▶ _Problem_: Reproduce verbatim the stretch of rows from the start of the rows through the line that contains "[(98, 167), (303, 192), (381, 227)]", both ends included. Omit the pictures from your answer.

[START Given records]

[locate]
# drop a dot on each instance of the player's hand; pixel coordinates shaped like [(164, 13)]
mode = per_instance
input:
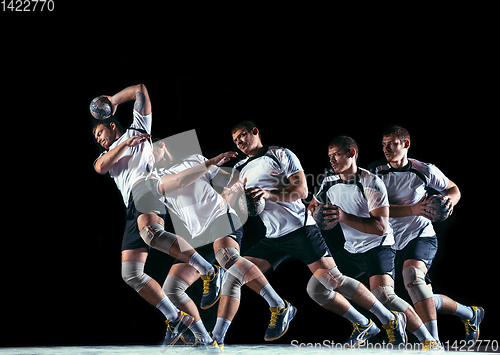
[(258, 193), (423, 208), (332, 215), (114, 106), (136, 140), (221, 159)]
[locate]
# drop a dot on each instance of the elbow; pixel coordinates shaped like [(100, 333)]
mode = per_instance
[(98, 167), (303, 192), (381, 227)]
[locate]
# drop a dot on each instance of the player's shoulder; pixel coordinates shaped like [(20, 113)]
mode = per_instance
[(378, 166)]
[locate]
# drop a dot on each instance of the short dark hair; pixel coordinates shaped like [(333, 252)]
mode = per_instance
[(398, 132), (347, 143), (248, 125), (106, 123)]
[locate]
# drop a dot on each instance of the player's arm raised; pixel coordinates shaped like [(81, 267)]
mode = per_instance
[(138, 92), (106, 161)]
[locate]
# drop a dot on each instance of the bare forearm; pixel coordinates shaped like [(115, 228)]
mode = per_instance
[(127, 94), (289, 194), (106, 162)]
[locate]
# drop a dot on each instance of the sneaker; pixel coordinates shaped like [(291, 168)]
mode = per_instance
[(362, 333), (472, 325), (431, 345), (189, 339), (212, 285), (280, 319), (396, 329), (175, 329)]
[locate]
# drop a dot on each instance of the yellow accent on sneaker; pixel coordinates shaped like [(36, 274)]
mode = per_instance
[(431, 345), (275, 312)]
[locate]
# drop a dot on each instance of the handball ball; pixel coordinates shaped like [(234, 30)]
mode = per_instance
[(100, 108), (319, 217), (440, 212), (248, 206)]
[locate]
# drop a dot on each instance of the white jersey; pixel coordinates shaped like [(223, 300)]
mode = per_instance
[(357, 197), (198, 204), (136, 162), (407, 186), (270, 171)]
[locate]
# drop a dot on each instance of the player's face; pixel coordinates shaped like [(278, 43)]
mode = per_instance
[(246, 141), (339, 159), (394, 149), (105, 136)]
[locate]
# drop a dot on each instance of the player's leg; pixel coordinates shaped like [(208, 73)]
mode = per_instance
[(133, 262), (471, 316), (153, 233), (327, 279), (179, 278), (382, 287), (414, 272), (241, 270)]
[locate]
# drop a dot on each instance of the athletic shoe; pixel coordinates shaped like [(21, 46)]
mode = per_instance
[(280, 319), (362, 333), (396, 329), (175, 329), (472, 325), (212, 285), (191, 340), (431, 345)]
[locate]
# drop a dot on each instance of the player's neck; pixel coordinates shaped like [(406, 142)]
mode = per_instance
[(400, 163), (349, 173), (256, 151)]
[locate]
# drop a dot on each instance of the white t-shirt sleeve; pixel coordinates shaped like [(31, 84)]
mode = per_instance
[(437, 180), (289, 162), (376, 194), (142, 122)]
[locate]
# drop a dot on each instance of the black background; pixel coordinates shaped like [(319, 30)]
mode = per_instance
[(62, 237)]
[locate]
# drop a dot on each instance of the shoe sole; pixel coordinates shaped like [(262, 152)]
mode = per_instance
[(294, 312), (165, 348)]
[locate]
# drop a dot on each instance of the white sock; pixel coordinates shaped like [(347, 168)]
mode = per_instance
[(168, 309), (220, 329), (354, 316), (200, 264), (272, 298), (200, 332), (432, 328), (423, 334), (382, 313)]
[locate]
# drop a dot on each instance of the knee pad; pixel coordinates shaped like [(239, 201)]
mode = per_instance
[(318, 292), (227, 257), (333, 279), (414, 280), (133, 274), (241, 268), (386, 295), (232, 287), (175, 289), (155, 236)]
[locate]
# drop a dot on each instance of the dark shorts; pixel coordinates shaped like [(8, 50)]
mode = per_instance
[(376, 261), (305, 244), (420, 248), (214, 232), (141, 200)]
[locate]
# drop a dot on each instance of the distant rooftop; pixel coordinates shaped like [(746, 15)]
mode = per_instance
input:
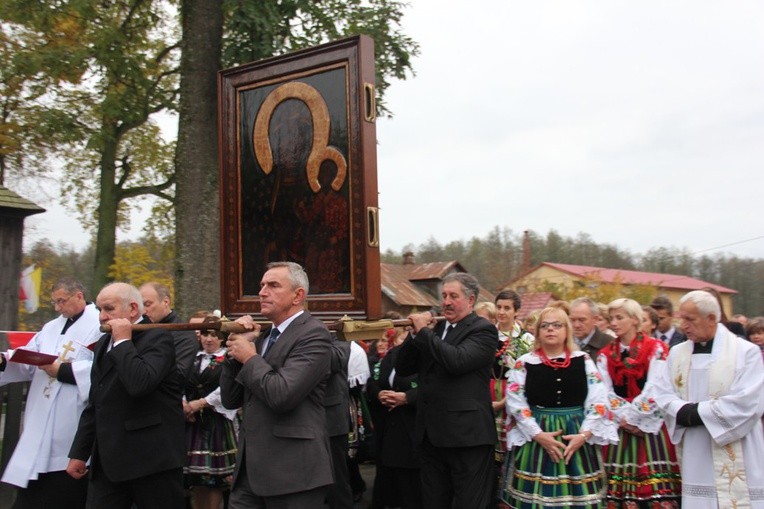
[(13, 202), (634, 277)]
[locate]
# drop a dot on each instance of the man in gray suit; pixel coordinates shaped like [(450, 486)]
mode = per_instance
[(279, 380), (588, 337)]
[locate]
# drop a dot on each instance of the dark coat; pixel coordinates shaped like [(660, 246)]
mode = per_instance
[(133, 425), (337, 397), (397, 441), (186, 346), (454, 401)]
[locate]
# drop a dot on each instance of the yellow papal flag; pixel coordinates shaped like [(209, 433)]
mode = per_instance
[(29, 288)]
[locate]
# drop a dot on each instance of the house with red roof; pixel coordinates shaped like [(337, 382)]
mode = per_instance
[(415, 287), (673, 286)]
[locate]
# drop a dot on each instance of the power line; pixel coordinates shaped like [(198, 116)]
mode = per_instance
[(728, 245)]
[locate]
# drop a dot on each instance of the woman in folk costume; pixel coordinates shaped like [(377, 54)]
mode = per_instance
[(513, 341), (642, 470), (558, 403), (210, 434)]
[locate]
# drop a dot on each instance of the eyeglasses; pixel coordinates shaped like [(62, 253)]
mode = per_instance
[(60, 302)]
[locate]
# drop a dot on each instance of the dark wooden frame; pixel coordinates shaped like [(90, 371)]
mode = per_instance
[(350, 61)]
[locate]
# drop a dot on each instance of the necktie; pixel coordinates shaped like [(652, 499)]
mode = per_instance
[(271, 339)]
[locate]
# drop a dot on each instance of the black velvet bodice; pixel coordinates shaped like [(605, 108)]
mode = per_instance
[(553, 387)]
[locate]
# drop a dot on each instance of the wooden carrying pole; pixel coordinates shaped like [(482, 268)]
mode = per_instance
[(346, 328)]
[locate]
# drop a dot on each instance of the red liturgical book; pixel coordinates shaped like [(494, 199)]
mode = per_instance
[(29, 357)]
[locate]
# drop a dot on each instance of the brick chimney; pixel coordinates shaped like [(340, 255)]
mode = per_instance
[(526, 265)]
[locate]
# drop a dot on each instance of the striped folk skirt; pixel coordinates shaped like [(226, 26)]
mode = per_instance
[(643, 472), (533, 481), (211, 443)]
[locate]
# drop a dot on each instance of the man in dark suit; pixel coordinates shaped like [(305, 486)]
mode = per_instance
[(156, 305), (666, 330), (396, 483), (590, 339), (279, 381), (133, 427), (454, 423)]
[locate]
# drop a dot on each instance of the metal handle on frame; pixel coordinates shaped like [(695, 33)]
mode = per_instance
[(372, 226), (370, 102)]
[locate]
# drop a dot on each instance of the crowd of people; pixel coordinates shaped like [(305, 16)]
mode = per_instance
[(582, 404)]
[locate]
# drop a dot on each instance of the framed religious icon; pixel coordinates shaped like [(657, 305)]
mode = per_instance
[(298, 179)]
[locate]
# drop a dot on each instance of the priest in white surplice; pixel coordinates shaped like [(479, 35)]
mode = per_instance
[(57, 395), (711, 389)]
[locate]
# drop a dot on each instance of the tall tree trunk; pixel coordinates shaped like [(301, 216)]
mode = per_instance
[(197, 272), (109, 198)]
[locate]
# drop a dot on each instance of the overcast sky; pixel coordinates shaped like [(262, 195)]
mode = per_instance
[(640, 123)]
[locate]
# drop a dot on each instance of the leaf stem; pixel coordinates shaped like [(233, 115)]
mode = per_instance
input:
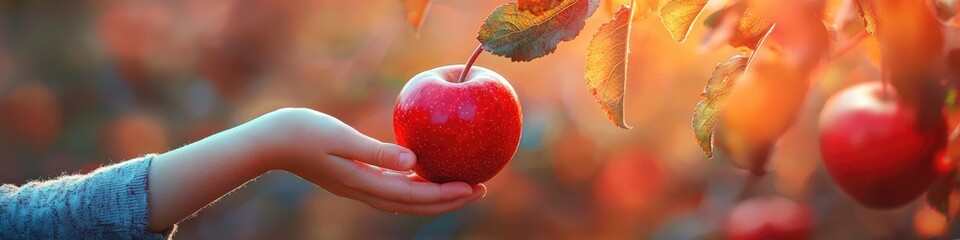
[(473, 58), (849, 45)]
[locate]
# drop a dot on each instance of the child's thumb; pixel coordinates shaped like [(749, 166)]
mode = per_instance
[(387, 155)]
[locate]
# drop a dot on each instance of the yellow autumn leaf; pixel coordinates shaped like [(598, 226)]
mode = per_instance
[(416, 11), (678, 16), (607, 65), (715, 94), (751, 29), (646, 6)]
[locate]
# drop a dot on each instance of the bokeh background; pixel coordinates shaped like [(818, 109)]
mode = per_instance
[(92, 82)]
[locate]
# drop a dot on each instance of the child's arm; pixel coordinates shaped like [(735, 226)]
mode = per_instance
[(312, 145)]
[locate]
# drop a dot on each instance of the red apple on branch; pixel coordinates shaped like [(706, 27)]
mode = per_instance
[(874, 148), (768, 218), (462, 127)]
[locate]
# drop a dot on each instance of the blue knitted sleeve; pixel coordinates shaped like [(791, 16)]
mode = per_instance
[(109, 203)]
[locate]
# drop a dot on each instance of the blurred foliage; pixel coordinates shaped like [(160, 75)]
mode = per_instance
[(87, 83)]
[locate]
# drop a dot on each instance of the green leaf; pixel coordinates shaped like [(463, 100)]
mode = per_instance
[(524, 36), (607, 64), (715, 94)]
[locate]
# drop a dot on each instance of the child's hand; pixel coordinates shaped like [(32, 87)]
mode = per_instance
[(312, 145), (322, 149)]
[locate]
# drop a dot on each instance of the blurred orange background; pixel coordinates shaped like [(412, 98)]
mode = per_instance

[END Given records]

▶ _Expected answer_:
[locate]
# drop a dot on each instance of the player's hand; pixel coordinates shaped like [(164, 13)]
mode = per_instance
input:
[(258, 193), (423, 208), (332, 215), (114, 106), (136, 140), (221, 159)]
[locate]
# drop a dot on each instance of the elbow; pixel coordinates shaped like [(100, 333)]
mode = per_instance
[(98, 167), (303, 192), (381, 227)]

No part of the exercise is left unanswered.